# TASK INSTRUCTIONS:
Look through the entries below and report every line that has "smartphone".

DATA IN THIS EXERCISE Block Start

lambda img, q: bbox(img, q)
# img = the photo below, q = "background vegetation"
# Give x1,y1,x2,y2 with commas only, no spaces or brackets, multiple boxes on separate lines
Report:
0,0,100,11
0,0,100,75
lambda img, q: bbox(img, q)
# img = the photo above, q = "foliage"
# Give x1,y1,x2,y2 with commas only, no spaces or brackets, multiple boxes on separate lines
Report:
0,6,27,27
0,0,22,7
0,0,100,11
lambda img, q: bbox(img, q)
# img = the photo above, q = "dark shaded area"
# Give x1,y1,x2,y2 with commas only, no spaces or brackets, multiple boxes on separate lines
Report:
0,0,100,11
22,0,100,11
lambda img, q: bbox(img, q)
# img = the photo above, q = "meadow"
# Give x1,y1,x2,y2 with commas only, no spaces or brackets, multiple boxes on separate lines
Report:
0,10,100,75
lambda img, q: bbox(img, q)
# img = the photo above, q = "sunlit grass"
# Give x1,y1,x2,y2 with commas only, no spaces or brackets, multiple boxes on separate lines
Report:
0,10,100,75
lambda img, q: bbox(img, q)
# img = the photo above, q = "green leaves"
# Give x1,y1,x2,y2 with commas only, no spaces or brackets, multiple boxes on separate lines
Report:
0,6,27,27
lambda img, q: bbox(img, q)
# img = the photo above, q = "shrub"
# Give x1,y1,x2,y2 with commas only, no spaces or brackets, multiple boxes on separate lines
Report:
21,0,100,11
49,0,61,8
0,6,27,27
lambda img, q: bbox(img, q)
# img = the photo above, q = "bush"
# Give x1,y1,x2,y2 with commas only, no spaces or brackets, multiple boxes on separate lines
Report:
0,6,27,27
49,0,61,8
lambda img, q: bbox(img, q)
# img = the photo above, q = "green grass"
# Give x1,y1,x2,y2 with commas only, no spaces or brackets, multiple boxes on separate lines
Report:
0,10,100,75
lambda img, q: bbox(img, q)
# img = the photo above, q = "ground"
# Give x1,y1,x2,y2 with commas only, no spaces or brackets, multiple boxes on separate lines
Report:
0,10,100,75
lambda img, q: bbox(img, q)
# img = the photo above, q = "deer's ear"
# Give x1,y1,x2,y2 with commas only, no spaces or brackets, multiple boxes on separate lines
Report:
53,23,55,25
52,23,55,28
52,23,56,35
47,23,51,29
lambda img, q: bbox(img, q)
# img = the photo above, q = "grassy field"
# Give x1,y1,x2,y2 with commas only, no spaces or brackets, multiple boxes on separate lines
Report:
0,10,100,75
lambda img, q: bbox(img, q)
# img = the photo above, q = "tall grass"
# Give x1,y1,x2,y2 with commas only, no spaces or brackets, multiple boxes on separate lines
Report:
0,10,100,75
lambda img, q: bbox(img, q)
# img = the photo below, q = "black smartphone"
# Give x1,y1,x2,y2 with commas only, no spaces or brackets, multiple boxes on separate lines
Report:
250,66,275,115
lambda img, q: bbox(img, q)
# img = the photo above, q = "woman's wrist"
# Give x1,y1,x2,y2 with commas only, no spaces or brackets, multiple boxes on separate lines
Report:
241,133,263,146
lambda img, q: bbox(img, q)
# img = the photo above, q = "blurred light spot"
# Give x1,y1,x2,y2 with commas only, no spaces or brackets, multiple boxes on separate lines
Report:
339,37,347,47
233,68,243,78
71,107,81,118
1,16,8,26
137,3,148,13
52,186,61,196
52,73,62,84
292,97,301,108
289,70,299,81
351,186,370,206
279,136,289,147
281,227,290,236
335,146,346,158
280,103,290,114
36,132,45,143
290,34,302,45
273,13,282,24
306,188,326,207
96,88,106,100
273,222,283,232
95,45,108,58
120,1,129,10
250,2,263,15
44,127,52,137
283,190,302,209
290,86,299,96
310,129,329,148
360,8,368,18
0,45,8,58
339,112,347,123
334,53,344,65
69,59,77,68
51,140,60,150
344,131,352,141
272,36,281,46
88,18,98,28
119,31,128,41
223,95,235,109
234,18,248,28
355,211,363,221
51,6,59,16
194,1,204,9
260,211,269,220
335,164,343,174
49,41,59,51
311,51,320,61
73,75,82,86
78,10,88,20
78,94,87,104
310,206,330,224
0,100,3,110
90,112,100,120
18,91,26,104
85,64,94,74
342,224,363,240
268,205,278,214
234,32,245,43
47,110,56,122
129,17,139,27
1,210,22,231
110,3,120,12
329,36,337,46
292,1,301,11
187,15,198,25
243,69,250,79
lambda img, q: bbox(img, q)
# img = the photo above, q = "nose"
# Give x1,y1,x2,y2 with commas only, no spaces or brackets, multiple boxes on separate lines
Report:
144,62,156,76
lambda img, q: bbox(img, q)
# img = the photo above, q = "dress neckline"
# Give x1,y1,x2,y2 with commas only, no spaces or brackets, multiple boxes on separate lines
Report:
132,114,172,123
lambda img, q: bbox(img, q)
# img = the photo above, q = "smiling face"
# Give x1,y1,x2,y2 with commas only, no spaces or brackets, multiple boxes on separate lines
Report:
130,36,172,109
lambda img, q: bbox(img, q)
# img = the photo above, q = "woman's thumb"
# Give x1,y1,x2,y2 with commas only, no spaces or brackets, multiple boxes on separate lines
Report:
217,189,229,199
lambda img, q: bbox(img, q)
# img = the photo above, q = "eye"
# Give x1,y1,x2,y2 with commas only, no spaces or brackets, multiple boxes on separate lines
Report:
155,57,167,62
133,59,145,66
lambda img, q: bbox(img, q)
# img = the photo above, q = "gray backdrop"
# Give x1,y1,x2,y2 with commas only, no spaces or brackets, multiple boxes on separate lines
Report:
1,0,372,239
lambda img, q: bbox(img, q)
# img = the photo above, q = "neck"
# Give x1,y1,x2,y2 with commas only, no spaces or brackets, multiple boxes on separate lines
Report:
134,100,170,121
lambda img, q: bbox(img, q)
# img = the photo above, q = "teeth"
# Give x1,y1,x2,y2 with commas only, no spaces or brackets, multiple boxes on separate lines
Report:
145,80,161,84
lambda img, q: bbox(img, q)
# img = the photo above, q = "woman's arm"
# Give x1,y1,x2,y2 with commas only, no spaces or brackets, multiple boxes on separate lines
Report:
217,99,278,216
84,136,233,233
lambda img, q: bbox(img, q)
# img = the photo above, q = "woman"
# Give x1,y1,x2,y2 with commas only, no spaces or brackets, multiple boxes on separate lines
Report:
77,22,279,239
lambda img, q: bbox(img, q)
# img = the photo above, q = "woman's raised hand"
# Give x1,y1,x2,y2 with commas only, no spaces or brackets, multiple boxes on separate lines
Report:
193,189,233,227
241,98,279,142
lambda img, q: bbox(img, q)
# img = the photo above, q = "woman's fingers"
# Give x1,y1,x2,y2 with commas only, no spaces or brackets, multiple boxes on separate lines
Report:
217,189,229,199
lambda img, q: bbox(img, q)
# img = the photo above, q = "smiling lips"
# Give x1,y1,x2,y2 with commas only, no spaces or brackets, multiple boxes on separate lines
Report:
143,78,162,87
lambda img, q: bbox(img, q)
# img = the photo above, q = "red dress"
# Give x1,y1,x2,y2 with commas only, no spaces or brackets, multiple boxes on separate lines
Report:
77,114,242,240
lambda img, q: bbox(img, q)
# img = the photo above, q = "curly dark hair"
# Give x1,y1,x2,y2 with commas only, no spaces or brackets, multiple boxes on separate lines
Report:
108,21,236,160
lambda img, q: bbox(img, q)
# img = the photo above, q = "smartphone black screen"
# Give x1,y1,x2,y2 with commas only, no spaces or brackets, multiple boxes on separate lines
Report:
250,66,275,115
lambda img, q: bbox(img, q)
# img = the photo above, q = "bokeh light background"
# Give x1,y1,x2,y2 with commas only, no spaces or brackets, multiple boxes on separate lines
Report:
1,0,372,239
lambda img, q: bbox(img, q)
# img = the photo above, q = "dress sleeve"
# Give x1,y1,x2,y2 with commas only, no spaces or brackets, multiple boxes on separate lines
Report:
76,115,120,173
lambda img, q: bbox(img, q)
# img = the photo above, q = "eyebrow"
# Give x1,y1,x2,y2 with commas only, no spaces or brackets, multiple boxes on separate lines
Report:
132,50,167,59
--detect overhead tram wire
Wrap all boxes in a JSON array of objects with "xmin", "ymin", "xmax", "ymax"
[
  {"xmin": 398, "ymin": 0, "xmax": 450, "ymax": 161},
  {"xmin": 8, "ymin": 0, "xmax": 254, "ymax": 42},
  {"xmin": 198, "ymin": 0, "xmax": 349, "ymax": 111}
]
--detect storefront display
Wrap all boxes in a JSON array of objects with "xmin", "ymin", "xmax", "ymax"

DATA IN THIS EXERCISE Block End

# SOLUTION TO THE PROBLEM:
# img = the photo below, q = "black smartphone"
# img = the photo above, q = "smartphone black screen"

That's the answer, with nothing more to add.